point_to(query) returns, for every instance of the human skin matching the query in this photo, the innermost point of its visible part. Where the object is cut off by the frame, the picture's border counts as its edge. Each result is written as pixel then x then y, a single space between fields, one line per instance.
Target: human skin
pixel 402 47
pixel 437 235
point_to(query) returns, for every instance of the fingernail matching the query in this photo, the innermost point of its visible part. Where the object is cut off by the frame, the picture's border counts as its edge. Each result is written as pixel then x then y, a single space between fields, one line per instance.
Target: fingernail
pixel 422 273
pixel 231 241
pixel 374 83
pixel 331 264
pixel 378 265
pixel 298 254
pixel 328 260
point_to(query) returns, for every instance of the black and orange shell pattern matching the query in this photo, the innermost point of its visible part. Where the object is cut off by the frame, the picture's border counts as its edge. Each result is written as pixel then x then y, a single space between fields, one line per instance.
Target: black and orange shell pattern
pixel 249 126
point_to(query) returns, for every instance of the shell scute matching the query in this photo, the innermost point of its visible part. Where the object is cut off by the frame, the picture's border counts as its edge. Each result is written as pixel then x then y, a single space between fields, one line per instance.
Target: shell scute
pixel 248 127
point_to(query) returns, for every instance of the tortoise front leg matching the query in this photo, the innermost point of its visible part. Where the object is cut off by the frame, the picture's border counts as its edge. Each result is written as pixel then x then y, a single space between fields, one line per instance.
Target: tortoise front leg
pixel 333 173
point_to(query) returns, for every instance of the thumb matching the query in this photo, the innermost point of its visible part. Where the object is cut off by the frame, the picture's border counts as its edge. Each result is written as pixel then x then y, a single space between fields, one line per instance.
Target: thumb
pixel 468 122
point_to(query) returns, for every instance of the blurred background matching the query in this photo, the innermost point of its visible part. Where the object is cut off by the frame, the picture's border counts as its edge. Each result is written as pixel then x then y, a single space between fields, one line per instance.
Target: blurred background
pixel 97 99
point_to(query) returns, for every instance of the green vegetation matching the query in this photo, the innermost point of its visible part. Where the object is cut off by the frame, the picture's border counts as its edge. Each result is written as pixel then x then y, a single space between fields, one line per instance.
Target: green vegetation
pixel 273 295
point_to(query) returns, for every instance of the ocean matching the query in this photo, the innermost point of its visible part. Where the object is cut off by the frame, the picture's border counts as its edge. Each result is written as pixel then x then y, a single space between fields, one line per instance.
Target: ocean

#####

Repeat only the lines above, from the first line of the entries through the line that contains "point_to(query) returns, for every instance of the black", including both ends.

point_to(query) returns, for every instance of the human skin matching the query in this photo, the innermost point of its visible part. Where the object is cut off by the frame, the picture's border counts as its edge. Each result is written as pixel then x then y, a single space between fields, one line per instance.
Target: human skin
pixel 402 47
pixel 437 235
point_to(query) returns, for every instance of the fingernail matching the query in this photo, the innermost point of its visible part. Where the object is cut off by the frame, the picture's border counts as its edge. Each result is written as pixel then x then y, a single space between fields, one line per instance.
Target: fingernail
pixel 422 273
pixel 231 241
pixel 374 83
pixel 331 264
pixel 378 265
pixel 298 254
pixel 328 260
point_to(query) returns, for every instance of the black and orange shell pattern matching the query in this photo, the innermost point of its visible part. Where the object is cut off by the frame, the picture's border counts as its edge. Each result is written as pixel then x then y, a single space between fields, one line per instance.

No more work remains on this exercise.